## Given exercise
Gather each of the lines below that contains the word "white".

Data drawn from a collection:
☆ ☆ ☆

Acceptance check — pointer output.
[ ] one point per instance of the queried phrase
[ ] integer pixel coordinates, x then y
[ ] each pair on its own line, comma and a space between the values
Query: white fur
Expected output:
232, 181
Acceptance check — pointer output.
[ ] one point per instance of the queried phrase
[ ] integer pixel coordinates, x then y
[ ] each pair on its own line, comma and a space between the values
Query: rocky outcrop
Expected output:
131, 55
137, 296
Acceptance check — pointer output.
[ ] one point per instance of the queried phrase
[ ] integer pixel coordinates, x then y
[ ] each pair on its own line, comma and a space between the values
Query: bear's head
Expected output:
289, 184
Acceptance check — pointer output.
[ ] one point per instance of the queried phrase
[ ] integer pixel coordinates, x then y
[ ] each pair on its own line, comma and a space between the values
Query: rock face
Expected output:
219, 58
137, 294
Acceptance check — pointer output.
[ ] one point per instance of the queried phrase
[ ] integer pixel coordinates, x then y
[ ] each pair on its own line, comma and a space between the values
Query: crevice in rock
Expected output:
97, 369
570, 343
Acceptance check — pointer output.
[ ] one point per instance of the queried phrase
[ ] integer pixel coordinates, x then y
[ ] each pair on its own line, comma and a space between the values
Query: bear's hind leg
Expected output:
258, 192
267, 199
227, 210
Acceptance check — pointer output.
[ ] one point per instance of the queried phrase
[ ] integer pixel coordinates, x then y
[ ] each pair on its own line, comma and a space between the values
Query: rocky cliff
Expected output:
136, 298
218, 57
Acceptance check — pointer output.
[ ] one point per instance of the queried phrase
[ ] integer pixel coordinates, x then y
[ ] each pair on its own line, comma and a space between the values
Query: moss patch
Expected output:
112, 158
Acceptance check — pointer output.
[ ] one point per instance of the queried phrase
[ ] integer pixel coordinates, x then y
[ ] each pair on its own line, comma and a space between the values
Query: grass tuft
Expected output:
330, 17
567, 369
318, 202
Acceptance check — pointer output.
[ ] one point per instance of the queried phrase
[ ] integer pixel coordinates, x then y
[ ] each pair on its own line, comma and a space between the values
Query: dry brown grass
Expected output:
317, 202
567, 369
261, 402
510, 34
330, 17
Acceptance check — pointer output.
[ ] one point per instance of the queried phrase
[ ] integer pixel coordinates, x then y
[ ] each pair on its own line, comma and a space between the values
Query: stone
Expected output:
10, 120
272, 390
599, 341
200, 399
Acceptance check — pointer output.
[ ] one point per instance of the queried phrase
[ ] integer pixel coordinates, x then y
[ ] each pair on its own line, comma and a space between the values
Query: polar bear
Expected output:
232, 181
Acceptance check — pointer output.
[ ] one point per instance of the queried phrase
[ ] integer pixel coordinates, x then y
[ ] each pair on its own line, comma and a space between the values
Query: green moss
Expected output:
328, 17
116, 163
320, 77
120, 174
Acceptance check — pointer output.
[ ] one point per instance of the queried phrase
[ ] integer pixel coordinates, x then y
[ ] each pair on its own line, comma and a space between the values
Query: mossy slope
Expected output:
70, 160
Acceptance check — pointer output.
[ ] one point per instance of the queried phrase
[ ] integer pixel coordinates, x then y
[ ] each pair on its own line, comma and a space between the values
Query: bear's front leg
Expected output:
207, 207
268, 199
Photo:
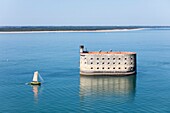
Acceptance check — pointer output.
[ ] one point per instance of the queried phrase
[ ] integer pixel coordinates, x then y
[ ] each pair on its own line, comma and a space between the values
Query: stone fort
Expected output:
107, 63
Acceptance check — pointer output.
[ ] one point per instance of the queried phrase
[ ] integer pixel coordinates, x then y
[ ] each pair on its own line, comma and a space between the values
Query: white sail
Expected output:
35, 77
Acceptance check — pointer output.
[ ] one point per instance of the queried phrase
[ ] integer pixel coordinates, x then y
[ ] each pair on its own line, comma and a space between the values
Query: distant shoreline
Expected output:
71, 31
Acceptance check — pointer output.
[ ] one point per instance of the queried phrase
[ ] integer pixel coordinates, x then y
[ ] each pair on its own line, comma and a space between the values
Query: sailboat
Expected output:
35, 79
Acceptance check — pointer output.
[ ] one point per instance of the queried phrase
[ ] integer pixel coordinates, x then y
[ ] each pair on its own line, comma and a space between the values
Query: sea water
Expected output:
56, 57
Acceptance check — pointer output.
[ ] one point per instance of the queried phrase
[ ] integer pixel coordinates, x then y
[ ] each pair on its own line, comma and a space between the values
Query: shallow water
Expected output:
56, 57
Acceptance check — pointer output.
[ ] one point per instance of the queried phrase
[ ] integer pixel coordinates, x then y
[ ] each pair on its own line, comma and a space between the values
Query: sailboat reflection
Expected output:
35, 89
107, 86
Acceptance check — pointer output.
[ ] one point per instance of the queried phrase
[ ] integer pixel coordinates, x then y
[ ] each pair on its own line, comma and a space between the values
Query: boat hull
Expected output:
35, 83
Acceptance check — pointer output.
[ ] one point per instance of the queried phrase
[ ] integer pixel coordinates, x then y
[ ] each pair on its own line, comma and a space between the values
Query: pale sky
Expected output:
84, 12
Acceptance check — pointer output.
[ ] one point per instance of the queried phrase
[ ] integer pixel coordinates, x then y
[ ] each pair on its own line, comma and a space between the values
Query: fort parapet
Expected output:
107, 63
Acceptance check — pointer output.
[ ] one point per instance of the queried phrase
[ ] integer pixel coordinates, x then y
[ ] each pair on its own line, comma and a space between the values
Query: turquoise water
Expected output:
56, 57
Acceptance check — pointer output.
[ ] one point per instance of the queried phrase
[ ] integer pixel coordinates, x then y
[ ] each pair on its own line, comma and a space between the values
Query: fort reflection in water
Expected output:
108, 86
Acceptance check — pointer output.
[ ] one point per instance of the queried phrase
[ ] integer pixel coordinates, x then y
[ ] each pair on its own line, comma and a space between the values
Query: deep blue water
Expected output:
56, 57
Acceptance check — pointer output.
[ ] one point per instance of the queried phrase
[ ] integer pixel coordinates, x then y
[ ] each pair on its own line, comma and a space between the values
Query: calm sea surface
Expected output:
56, 57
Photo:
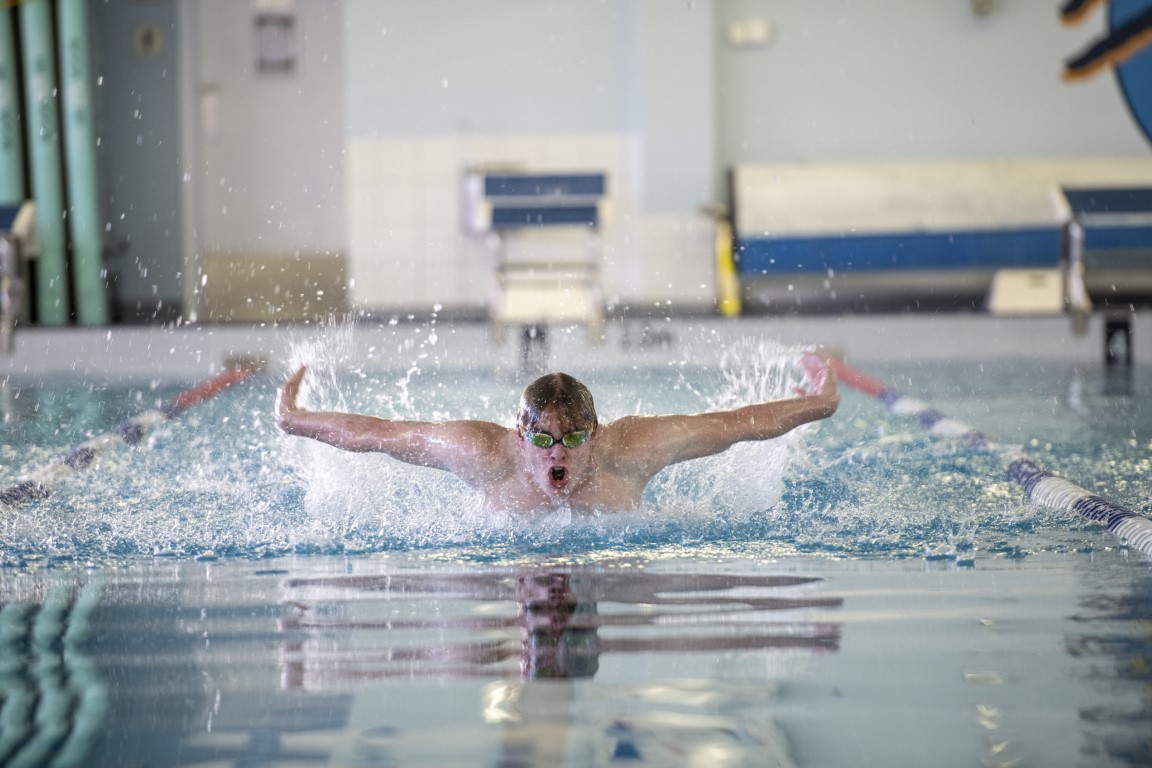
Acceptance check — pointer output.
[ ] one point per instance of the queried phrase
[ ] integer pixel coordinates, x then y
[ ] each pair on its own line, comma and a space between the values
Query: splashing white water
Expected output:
378, 496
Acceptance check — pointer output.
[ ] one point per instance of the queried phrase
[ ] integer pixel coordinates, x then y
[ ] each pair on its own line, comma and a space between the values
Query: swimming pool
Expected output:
861, 592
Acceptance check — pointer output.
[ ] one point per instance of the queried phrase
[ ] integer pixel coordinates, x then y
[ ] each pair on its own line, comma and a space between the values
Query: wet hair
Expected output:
560, 395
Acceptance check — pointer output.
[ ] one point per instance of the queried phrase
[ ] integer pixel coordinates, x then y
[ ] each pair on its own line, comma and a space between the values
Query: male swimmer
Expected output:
559, 454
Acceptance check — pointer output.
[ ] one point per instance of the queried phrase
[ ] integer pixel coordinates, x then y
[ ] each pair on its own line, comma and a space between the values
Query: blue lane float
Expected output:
1040, 486
38, 484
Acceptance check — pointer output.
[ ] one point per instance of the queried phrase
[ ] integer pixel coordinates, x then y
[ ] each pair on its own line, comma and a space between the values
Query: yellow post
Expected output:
727, 281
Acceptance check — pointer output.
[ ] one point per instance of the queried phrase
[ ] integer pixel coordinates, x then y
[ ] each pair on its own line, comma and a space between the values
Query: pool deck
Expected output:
182, 354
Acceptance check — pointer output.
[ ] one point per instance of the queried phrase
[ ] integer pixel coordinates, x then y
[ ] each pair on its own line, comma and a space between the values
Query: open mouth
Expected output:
558, 476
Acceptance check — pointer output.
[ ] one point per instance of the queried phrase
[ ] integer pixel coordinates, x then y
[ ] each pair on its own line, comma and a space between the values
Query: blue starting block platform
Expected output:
927, 235
543, 232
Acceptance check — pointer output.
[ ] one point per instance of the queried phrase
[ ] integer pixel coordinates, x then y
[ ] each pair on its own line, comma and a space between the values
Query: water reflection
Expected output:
547, 622
1119, 648
689, 677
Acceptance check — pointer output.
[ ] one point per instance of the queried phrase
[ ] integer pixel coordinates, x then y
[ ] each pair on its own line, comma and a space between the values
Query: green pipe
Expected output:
44, 151
12, 146
80, 156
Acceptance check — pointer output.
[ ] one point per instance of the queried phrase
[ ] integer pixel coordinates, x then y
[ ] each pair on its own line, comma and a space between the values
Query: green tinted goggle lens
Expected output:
544, 440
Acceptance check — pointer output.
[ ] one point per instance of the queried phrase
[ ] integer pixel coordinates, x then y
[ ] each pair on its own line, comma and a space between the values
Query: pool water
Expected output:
856, 593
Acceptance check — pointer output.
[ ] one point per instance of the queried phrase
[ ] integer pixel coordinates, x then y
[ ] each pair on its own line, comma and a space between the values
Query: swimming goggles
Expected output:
545, 440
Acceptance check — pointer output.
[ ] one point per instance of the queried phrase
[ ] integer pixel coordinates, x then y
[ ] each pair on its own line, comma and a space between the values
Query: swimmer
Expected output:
559, 454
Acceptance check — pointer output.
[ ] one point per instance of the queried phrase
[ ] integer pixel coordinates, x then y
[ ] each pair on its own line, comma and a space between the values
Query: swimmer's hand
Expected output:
821, 381
286, 403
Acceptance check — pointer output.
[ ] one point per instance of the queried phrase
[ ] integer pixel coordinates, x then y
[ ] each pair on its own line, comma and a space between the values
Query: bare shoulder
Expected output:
475, 449
641, 445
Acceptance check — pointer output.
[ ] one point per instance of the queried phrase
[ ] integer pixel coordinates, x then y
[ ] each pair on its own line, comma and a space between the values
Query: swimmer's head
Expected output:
561, 396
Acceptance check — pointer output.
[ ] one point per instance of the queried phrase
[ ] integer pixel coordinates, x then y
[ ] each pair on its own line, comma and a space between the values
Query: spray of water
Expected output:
222, 480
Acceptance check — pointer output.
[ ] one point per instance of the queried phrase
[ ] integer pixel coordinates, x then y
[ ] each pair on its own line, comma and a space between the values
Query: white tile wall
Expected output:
408, 249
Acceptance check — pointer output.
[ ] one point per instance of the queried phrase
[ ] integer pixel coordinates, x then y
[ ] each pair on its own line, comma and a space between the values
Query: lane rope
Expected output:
1040, 486
38, 484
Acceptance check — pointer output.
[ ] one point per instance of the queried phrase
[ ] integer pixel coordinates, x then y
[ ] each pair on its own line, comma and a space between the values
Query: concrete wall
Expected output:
363, 149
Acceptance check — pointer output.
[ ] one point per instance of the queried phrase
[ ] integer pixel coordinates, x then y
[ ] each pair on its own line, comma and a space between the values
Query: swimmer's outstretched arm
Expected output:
661, 440
459, 447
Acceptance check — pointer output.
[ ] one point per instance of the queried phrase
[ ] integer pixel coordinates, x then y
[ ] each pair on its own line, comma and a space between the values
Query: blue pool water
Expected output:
857, 593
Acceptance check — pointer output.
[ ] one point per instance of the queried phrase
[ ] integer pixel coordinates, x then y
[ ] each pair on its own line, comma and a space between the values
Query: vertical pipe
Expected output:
44, 151
12, 146
80, 156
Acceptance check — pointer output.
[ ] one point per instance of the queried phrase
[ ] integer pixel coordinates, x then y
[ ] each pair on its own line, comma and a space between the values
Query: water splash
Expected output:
222, 480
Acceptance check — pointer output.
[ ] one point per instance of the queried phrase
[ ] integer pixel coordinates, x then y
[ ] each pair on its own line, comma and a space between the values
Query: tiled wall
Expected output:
408, 250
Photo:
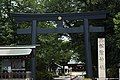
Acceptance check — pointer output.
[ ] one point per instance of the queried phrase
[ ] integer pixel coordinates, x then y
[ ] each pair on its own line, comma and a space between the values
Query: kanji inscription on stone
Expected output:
101, 58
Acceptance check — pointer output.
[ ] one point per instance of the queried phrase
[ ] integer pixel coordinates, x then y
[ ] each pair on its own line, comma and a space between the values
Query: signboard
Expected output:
101, 58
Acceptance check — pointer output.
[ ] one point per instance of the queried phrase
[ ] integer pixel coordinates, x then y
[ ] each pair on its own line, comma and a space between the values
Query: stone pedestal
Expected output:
28, 75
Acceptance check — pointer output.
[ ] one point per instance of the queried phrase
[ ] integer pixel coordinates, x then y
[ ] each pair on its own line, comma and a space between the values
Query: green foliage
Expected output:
51, 46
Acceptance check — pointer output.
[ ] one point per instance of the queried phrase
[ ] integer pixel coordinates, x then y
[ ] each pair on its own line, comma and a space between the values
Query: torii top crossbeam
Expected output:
54, 16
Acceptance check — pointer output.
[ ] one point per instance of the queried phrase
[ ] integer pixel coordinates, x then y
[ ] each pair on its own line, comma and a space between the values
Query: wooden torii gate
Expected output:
59, 18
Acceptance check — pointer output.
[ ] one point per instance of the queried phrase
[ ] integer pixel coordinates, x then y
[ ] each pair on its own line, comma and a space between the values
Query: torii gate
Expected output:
59, 18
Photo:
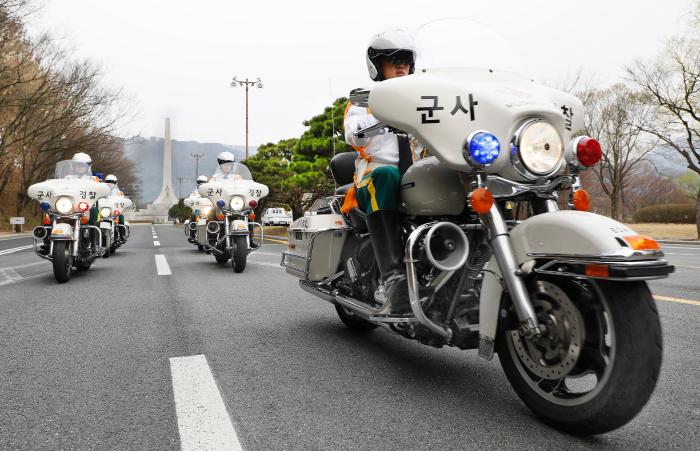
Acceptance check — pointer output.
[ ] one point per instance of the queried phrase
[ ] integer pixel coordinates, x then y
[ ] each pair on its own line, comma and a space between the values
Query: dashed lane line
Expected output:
679, 300
202, 419
15, 249
162, 266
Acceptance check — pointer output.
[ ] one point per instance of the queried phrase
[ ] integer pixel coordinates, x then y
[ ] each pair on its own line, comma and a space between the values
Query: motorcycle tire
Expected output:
621, 350
62, 261
353, 322
240, 253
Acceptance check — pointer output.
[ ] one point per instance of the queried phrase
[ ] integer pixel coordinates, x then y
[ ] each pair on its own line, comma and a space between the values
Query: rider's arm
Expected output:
357, 118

☆ ☆ ☆

## The answer
Query: white fur
Query: white sail
Query: splashing white water
Query: white tile wall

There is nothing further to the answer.